> _Written exercise_:
Render every line from the one containing "Study the image above and locate white parked" through the end of the items as a numbered list, omitting any blank lines.

> _Working data_:
++++++++++++++++++++

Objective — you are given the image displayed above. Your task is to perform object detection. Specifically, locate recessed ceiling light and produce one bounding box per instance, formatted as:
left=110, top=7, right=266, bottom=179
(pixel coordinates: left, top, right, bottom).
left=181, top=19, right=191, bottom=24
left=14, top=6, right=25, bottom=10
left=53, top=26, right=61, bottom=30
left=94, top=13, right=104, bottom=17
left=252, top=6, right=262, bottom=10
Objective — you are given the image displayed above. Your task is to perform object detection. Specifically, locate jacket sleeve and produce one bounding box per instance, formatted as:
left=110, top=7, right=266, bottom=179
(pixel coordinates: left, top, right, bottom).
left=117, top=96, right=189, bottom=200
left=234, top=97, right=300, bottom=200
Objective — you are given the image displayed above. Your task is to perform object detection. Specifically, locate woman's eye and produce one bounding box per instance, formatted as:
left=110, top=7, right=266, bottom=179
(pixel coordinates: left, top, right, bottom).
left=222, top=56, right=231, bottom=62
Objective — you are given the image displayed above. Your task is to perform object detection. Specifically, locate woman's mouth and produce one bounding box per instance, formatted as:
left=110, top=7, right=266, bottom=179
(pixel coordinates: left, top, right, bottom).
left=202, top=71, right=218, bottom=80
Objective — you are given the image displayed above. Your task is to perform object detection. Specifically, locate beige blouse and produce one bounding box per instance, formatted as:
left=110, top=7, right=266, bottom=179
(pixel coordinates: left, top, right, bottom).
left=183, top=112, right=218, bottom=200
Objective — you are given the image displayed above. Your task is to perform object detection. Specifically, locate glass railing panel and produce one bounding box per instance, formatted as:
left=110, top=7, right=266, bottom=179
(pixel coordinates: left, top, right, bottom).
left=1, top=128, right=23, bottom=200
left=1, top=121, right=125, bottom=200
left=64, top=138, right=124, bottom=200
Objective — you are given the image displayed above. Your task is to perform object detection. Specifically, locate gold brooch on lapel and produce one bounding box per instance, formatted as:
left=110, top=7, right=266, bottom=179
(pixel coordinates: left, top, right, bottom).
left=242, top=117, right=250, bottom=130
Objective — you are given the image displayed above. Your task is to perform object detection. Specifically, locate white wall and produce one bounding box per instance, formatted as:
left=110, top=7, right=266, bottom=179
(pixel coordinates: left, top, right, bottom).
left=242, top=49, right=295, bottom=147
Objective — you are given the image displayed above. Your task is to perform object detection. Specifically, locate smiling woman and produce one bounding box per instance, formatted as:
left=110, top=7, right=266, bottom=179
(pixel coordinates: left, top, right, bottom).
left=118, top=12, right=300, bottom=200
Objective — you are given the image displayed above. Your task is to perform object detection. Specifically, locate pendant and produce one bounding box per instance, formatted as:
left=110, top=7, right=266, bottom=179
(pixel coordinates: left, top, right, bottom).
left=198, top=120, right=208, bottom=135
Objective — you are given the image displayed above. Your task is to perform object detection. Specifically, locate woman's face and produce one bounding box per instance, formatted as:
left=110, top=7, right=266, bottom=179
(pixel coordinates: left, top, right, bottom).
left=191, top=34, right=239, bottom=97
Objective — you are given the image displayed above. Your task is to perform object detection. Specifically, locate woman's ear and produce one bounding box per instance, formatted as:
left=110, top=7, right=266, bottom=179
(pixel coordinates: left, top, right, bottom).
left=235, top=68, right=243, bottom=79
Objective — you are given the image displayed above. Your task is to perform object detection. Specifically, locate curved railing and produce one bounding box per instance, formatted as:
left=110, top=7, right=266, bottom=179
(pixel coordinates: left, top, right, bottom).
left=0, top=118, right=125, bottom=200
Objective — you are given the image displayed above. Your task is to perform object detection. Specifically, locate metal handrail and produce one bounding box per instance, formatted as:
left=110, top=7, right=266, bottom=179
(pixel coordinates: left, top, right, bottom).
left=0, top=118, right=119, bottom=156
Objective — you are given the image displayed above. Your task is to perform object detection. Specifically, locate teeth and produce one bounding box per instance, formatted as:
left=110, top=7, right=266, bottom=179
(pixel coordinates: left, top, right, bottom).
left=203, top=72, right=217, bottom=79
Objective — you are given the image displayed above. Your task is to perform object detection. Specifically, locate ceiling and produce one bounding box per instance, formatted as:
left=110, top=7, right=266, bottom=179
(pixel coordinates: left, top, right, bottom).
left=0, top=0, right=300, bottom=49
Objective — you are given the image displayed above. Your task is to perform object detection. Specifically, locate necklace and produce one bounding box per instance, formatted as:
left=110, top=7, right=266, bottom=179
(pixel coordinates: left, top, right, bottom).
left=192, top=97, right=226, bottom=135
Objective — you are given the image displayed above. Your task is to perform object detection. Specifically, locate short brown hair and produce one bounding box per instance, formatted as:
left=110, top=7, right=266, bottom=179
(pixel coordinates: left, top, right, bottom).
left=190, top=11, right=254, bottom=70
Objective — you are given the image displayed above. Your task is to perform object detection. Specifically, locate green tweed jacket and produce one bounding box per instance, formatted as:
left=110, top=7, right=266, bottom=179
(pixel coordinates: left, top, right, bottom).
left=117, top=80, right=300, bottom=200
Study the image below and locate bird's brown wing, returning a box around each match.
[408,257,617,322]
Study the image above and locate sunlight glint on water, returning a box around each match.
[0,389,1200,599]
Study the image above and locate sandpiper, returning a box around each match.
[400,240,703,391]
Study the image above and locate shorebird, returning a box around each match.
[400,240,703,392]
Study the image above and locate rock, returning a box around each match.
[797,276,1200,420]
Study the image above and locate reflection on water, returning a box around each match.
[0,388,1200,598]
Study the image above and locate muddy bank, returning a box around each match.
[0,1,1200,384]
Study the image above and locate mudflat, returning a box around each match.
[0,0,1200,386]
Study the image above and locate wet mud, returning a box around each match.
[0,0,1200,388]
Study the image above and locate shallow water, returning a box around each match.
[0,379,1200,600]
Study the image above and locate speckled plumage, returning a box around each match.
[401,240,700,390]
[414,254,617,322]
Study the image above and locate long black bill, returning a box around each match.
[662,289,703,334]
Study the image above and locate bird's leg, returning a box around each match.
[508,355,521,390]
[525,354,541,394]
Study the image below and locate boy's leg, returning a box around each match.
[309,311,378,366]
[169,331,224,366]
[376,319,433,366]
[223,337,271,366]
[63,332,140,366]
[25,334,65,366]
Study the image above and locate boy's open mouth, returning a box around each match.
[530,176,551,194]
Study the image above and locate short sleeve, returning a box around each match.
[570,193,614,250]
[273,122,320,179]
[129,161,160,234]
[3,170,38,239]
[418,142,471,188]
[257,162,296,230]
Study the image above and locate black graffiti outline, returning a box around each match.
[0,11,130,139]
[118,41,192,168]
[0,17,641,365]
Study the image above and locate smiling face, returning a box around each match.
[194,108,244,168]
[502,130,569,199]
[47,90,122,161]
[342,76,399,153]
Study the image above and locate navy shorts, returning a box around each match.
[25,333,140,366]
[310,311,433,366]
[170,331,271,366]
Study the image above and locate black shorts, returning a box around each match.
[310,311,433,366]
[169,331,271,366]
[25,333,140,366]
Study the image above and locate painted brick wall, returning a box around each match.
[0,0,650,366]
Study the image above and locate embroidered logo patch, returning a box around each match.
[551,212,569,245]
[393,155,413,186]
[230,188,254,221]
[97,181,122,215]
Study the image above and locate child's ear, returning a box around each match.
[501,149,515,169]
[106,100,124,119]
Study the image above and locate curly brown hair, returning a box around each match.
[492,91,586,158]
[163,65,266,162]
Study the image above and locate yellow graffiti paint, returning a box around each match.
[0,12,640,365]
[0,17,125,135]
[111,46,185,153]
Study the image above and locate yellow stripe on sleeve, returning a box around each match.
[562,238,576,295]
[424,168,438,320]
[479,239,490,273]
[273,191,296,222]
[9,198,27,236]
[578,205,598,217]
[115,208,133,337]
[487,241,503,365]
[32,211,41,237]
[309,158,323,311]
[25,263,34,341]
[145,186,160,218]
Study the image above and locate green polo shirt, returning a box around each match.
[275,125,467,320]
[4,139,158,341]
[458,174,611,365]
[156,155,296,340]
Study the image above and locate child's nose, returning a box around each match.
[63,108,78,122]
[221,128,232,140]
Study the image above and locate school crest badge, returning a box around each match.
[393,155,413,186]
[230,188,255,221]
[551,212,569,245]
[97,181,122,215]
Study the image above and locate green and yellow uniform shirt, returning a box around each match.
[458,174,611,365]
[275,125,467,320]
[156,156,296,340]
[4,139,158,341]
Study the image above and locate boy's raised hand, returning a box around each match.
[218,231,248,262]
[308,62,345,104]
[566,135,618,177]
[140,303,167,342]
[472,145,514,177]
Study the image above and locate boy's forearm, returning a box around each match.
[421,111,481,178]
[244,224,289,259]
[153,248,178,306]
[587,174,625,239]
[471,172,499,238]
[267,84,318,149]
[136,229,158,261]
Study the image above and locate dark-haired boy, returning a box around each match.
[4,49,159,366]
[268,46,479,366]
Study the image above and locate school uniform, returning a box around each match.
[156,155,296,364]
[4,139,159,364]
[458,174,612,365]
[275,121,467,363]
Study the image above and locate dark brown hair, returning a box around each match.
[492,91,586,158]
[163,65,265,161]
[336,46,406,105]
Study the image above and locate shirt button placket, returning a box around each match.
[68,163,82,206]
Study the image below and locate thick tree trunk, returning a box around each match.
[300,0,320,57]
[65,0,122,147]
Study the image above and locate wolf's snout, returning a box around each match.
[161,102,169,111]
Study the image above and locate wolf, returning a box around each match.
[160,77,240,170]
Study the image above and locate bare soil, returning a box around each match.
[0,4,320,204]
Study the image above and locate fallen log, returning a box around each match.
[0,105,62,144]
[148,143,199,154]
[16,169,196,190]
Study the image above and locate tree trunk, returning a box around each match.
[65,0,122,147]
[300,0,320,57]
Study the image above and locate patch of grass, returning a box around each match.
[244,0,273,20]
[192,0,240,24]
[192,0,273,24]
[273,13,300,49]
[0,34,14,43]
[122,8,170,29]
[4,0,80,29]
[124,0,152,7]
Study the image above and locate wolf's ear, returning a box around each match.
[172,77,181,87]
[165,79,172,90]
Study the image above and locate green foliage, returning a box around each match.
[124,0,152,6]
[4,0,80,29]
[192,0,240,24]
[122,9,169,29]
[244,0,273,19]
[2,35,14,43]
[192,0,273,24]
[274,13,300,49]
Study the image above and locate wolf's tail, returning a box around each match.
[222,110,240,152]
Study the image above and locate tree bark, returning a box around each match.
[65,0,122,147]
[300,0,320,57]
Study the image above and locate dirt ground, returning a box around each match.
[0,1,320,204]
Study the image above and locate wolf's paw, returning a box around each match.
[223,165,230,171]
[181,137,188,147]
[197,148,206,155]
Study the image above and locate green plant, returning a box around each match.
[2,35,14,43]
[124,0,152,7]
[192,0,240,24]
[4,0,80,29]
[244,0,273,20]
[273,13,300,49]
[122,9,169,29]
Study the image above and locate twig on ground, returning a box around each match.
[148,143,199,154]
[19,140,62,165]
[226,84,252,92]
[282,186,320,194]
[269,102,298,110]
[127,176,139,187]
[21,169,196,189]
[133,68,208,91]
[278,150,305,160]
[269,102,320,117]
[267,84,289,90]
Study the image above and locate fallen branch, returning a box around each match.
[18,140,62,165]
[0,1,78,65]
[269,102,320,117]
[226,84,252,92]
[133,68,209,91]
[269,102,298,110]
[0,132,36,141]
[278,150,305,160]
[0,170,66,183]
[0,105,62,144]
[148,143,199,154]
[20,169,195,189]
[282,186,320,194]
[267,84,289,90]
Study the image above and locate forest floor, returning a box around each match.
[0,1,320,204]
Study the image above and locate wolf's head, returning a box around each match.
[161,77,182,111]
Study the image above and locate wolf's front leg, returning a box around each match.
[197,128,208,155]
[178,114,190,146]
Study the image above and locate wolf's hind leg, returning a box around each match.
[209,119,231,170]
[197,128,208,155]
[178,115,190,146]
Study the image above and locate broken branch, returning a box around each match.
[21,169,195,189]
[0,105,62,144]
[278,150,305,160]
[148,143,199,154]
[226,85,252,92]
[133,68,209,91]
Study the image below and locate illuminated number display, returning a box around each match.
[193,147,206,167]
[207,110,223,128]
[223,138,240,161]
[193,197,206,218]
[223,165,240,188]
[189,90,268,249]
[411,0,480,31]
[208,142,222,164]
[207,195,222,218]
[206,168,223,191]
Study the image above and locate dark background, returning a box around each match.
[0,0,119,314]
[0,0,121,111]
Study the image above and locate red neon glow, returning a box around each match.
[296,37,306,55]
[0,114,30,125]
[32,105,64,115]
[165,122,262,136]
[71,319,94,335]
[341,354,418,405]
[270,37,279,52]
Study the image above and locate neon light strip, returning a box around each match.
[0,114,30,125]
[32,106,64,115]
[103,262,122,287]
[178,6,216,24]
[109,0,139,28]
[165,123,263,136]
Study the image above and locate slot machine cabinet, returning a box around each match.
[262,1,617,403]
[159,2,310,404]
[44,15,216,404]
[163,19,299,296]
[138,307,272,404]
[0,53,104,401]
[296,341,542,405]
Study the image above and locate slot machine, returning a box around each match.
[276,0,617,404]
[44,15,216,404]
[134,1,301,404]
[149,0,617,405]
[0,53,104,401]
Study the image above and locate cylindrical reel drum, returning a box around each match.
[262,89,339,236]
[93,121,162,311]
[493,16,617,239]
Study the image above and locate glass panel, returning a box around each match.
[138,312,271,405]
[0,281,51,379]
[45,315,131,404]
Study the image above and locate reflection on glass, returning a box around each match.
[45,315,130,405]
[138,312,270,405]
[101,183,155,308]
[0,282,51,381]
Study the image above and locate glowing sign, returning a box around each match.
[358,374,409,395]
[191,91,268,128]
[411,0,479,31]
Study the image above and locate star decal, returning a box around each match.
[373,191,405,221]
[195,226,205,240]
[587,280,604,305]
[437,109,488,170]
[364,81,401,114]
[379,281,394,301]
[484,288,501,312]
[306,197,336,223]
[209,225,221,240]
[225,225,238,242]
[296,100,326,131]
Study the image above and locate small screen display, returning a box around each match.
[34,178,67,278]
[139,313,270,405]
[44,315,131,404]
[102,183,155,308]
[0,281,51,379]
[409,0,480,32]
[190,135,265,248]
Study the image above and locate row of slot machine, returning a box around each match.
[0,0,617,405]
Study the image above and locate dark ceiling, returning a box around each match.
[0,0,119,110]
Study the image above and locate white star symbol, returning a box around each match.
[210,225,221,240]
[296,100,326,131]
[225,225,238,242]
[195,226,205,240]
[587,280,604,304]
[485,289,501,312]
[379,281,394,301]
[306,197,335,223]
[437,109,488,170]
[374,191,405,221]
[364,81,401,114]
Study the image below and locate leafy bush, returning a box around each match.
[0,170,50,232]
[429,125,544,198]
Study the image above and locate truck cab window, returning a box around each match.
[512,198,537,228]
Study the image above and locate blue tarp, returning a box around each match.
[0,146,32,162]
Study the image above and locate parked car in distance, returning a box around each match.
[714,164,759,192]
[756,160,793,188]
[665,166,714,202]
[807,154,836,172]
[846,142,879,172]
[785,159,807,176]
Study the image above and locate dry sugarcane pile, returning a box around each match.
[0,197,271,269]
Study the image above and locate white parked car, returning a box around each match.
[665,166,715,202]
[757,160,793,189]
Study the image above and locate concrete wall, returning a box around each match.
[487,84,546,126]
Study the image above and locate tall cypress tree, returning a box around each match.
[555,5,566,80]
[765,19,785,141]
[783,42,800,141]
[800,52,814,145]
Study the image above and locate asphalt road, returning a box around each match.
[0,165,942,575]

++++++++++++++++++++

> _Task solution_:
1. Study the image above and locate white parked car, returning a box around each match.
2. [665,166,715,202]
3. [757,160,793,189]
4. Study the image above and locate concrete wall, returning a box around each match.
5. [487,84,546,126]
6. Study the image above and locate tall cypress tree, returning a box around each match.
7. [555,5,566,80]
8. [765,19,785,141]
9. [783,42,800,141]
10. [800,52,814,145]
11. Study the image above and locate asphalt road, returning a box around each match.
12. [0,165,942,575]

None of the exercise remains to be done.